The boys grabbed front row seats on the side near the camera guys. Beforehand, Sullivan gave the audience directions as to when to cheer and when to simmer down. They kept screaming, to Sullivan's irritation. "You're not listening to me," the host admonished the frenzied teens.

"George Harrison was opening the curtain and sticking his head out and showing his face and all the girls were flipping out," Saxon explained.

Biscayne and Beatlemania

The next day, Sheri Shepherd (now Sheri Estroff), 17 and with family connections -- Dad Sonny Shepherd was a vice president with the Wometco movie chain -- partied with the Beatles at the Indian Creek home of Sam Cohen, the owner of the Deauville. The Cohens had wanted to invite a couple of high school senior girls to the house party so that the Beatles, who were in their early 20s, would have people close to their own ages.

Shepherd and pal Susan Coolik, both Miami Edison seniors, ran home from school to get their swimsuits and casual clothes. Soon, they found themselves on chaise lounges at the Cohen mansion's backyard pool with the Beatles: John and his then-wife Cynthia ("They were so nice; he was the oldest of the boys so I could relate more with him"), Paul ("a little shy"), George ("so quiet he didn't open his mouth") and Ringo ("Oh, my God! You couldn't shut him up. He talk, talk, talked. I remember Ringo being such a flirt.")

The Beatles tried to water ski from the back of a 23-foot Formula race boat in Biscayne Bay.

"They had no sun at all so they were very, very white, not looking like Florida boys," said Shepherd, now 67.Cultural shift

The timing of the Beatles' arrival in the tinderbox America of the 1960s couldn't have been better. The Kennedy assassination had happened only months earlier and a mourning nation was looking to heal.

"It was escapism from the horror we had just gone through," said Chuck Bergeron, 52, professor of jazz and rock history at the University of Miami Frost School of Music. "Sometimes this goes over the heads of my current students, who are 18 and 21 and don't understand the fear of going to high school with some kid who got a draft card in the mail. The level of fear and paranoia in this country at that time -- the Civil Rights Act hadn't been signed and there's rioting -- and this music was an outlet for that for an entire generation."

The music also tapped into every generation's desire to call something their own.

* [DATA LISTING]

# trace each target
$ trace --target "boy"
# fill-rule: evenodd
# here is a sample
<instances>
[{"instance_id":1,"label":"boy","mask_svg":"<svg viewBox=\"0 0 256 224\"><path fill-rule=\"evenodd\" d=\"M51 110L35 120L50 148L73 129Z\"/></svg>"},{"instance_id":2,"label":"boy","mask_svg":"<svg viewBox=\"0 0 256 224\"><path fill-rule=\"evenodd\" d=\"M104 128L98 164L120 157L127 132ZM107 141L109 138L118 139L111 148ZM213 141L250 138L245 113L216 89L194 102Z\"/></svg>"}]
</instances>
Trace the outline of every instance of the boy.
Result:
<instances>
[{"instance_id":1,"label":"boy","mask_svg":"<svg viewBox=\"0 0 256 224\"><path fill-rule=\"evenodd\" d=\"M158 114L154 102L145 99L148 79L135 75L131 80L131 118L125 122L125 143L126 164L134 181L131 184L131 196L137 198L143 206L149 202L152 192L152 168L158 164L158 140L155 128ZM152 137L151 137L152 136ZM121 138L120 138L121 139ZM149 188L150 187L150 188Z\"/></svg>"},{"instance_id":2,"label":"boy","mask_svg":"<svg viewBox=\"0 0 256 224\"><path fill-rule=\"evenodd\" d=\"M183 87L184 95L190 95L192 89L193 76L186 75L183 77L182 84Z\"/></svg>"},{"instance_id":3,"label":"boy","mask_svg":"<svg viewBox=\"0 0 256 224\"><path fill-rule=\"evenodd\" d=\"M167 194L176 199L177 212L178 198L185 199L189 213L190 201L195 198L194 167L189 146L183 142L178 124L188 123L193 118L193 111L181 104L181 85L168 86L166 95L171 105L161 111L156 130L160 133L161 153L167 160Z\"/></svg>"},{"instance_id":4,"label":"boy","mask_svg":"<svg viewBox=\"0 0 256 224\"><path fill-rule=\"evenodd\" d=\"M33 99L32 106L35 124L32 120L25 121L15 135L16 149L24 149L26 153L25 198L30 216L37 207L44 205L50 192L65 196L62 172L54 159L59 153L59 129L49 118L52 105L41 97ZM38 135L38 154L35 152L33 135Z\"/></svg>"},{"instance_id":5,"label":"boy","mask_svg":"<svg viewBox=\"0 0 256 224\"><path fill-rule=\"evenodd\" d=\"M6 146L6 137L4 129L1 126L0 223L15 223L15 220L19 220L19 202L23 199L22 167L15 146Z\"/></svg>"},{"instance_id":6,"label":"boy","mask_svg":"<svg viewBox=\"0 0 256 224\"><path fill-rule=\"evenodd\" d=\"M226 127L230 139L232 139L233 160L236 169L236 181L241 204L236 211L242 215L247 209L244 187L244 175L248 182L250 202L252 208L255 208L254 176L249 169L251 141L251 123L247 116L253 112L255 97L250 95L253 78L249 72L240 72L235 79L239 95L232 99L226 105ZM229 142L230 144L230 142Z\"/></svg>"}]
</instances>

* [WHAT TO DO]
- 1) In the article about the Beatles in Miami, from what kind of boat did the Beatles try to water ski in Biscayne Bay?
- 2) Repeat the article about the Beatles in Miami from "The boys grabbed" up to and including "their own ages.".
- 3) Pick up the article about the Beatles in Miami after its final sentence and keep writing it.

* [ANSWERS]
- 1) A 23-foot Formula race boat.

- 2)
The boys grabbed front row seats on the side near the camera guys. Beforehand, Sullivan gave the audience directions as to when to cheer and when to simmer down. They kept screaming, to Sullivan's irritation. "You're not listening to me," the host admonished the frenzied teens.

"George Harrison was opening the curtain and sticking his head out and showing his face and all the girls were flipping out," Saxon explained.

Biscayne and Beatlemania

The next day, Sheri Shepherd (now Sheri Estroff), 17 and with family connections -- Dad Sonny Shepherd was a vice president with the Wometco movie chain -- partied with the Beatles at the Indian Creek home of Sam Cohen, the owner of the Deauville. The Cohens had wanted to invite a couple of high school senior girls to the house party so that the Beatles, who were in their early 20s, would have people close to their own ages.

- 3)
"No kids want to dance to the music of their parents," Bergeron said. "Here comes these guys, born in 1940, '41, not Depression-era babies. It's music and fashion and a look and it came along at a time when we needed something different. Lennon and McCartney are as important as songwriters as George and Ira Gershwin were in the early parts of that century. They broke a lot of rules melodically and harmonically and didn't follow the norm, and that's important for an art form.

"I don't think we'll ever achieve anything like this again," he added. "Back then there were so few sources of news and information. Today, a horrible tragedy will happen and the next day we're focused on Justin Bieber's arrest."

Legendary WQAM DJ Shaw, now retired and living in Cooper City, still has the 45 rpm record of I Want to Hold Your Hand that he played that winter morning, more than 50 years ago, the one that turned South Florida on to a new, vibrant sound from England.

"I Want to Hold Your Hand was an amazing thing. I put it on, played it first in South Florida, and nobody had heard of the Beatles. About 30 seconds into the record the phones exploded," Shaw, 75, said. "Something was going on here, something really unusual and different. Those things become road marks and the soundtrack of your life. "

Johnson, who airs a look back at the Beatles' arrival in America on this Sunday's 'Beatle Brunch,' agrees.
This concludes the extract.